MATERIAL:
+++

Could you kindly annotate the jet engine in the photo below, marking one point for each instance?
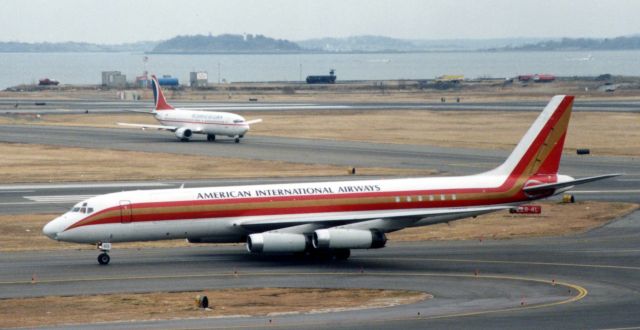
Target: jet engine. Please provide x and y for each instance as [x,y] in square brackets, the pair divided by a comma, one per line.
[337,238]
[276,242]
[183,134]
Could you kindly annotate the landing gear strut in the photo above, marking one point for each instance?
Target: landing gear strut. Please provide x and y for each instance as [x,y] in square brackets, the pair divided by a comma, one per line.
[103,258]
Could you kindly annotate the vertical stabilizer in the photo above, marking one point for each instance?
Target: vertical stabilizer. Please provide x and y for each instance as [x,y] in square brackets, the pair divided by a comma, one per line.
[158,97]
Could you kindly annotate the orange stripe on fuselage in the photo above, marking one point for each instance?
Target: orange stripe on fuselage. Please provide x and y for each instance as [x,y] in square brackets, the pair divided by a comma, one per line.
[544,145]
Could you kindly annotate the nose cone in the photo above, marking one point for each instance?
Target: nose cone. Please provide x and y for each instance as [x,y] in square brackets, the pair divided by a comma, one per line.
[52,229]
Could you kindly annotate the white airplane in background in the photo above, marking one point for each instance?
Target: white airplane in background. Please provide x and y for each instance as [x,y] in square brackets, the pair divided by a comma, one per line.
[327,218]
[186,122]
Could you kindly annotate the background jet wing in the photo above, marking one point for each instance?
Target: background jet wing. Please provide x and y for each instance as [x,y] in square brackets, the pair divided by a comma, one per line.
[325,220]
[144,126]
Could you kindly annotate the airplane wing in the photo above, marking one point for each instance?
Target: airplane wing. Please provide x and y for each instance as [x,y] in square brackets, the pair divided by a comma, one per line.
[328,220]
[547,186]
[145,126]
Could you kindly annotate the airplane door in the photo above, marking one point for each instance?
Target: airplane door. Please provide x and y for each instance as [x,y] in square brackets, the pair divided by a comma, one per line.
[125,212]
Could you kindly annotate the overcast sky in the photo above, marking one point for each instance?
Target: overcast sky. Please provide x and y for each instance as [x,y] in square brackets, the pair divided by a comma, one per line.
[117,21]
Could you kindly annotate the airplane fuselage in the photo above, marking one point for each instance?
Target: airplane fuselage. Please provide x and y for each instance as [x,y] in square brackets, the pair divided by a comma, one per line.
[228,214]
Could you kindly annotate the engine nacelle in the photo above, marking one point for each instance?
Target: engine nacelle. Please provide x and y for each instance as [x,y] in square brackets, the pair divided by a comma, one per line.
[336,238]
[276,242]
[183,133]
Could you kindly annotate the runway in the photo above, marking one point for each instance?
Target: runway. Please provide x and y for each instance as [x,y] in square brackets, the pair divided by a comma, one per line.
[52,106]
[596,276]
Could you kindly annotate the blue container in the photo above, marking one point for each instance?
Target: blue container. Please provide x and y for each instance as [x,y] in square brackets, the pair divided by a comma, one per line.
[168,81]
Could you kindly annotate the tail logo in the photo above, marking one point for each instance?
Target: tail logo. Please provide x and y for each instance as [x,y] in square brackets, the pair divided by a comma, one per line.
[158,97]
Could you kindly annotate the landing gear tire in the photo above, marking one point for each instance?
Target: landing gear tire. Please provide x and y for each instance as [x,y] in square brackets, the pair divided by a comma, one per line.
[104,259]
[342,254]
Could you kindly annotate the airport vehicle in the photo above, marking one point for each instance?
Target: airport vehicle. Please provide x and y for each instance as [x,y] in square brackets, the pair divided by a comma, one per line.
[328,218]
[186,122]
[330,79]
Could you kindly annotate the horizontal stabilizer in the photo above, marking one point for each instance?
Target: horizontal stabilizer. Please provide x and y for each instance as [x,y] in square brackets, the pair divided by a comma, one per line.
[576,182]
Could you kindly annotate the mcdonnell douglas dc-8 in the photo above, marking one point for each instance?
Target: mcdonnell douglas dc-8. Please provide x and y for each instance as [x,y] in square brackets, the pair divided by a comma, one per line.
[328,218]
[186,122]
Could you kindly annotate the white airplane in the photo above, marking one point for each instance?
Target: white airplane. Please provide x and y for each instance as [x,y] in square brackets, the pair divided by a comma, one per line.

+++

REQUIRED WORK: Format every line of the listing above as a JSON list of strings, one string per line, with blank lines omitted. Leave out the pictures.

IN RESPONSE:
[
  "Could you kindly annotate the jet engine in the photo below, marking one point for each instance?",
  "Target: jet engine. Please provide x and y for each instance as [x,y] in square brackets, the pair divided by a comma, one per line.",
  "[337,238]",
  "[276,242]",
  "[183,134]",
  "Could you kindly annotate the landing gear strut in the photo above, marking one point for each instance?",
  "Target: landing gear strut. Please provide x and y for each instance as [x,y] in square brackets, the pair divided by a comma, one per line.",
  "[103,258]",
  "Could you kindly annotate the vertical stabilizer in the photo above, marking one point for each instance?",
  "Target: vertical stabilizer. Please provide x and y for each instance as [x,y] in square brackets, the pair divided by a comma, one per line.",
  "[158,97]",
  "Could you kindly annotate the orange stripe on fuselage in the photo above, marking one point for each instance?",
  "Target: orange stripe on fuselage. Please provide x and y for each instance as [x,y] in square brackets, the pair divided by a comma, one per line.",
  "[544,145]",
  "Could you kindly annotate the nose cone in the photo above, marking one point for each instance?",
  "Target: nose cone. Please provide x and y for each instance as [x,y] in square brackets, the pair divided by a comma, one per line.",
  "[52,229]",
  "Could you kindly annotate the white airplane in background in the photo above, marking one point for each instance?",
  "Target: white airplane in background. Please provide x and y for each instance as [x,y] in square brackets, the pair divided by a comma, one per line.",
  "[327,218]",
  "[186,122]",
  "Could you kindly annotate the background jet wing in the photo above, marking one point for each instance?",
  "Target: background jet wing. Please provide x and y for each instance as [x,y] in square brackets, the pair divided by a comma, one per line.",
  "[325,220]",
  "[144,126]",
  "Could you kindly annotate the airplane wing in the photo above, marking one point for each instance?",
  "Target: airplane wing. Please provide x and y for each instance as [x,y] in square brackets, the pair divided by a comma, one per line.",
  "[328,220]",
  "[547,186]",
  "[145,126]",
  "Could you kindly annotate the airplane door in the photo above, marking one point for each instance?",
  "Target: airplane door. Please provide x and y for each instance as [x,y] in square brackets, the pair divided by a comma, one per line.",
  "[125,212]",
  "Could you kindly annotate the overcast sky in the photo above, marking one point for each instance?",
  "Target: overcast sky. Please provide x and y for each instance as [x,y] in square brackets, the pair divided by a comma, one per line.",
  "[117,21]",
  "Could you kindly annotate the airplane fuselage in the photo above, marking one point for each instance?",
  "Target: airplane fuselage. Please provide x and y for each instance as [x,y] in square brackets, the pair divided by a comma, one per line.",
  "[228,214]",
  "Could you kindly annotate the engine nacelle in the photo above, marking one point for each instance?",
  "Target: engine nacelle. Please provide x and y for each instance as [x,y] in square brackets, the pair divided by a comma, one per line.",
  "[336,238]",
  "[276,242]",
  "[183,133]",
  "Could you kindly annotate the runway in the photo above, marking one point for each instance?",
  "Target: runway. Please provide x and y for each instance as [x,y] in square brackets, the pair divided by a comma, one per line.",
  "[52,106]",
  "[596,276]",
  "Could you kindly annotate the blue container in the photo above, marking one point for each instance?",
  "Target: blue container. Please provide x and y for each instance as [x,y] in square brackets, the pair divided by a comma, one per line.",
  "[168,81]",
  "Could you kindly annotate the tail logo in the photo above, marking one point for each instance?",
  "Target: tail logo. Please provide x and y for each instance as [x,y] in square brackets, the pair divided by a comma, one per line.",
  "[158,97]",
  "Could you kindly annotate the landing gear tire in the photo above, marking one point for each instance?",
  "Target: landing gear tire. Please provide x and y for each instance as [x,y] in square brackets, the pair divided by a comma, one per line.",
  "[104,259]",
  "[342,254]",
  "Could you kindly annotate the airport vehicle in the photo above, marking one point for each instance?",
  "Target: airport vehicle. Please provide x and y for each instance as [x,y] in square brackets, the pair divided by a comma, one per line.",
  "[328,218]",
  "[186,122]",
  "[330,79]",
  "Could you kindly annotate the horizontal stabilizer in the photo above, marking one point for each instance?",
  "Target: horizontal stabilizer. Please provide x and y for each instance as [x,y] in square brackets, the pair divided by a comma, one per line.",
  "[576,182]",
  "Could you kindly annotate the mcdonnell douglas dc-8 in the photo above, marking one point for each instance?",
  "Target: mcdonnell douglas dc-8. Please provide x and y for each instance as [x,y] in square brackets, the pair divided by a comma, one per line.",
  "[328,218]",
  "[186,122]",
  "Could you kindly annotate the white airplane in the photo above, marking one point for each instance?",
  "Target: white airplane. Please provide x and y for each instance as [x,y] in square brackets, the pair divided by a comma, one per line."
]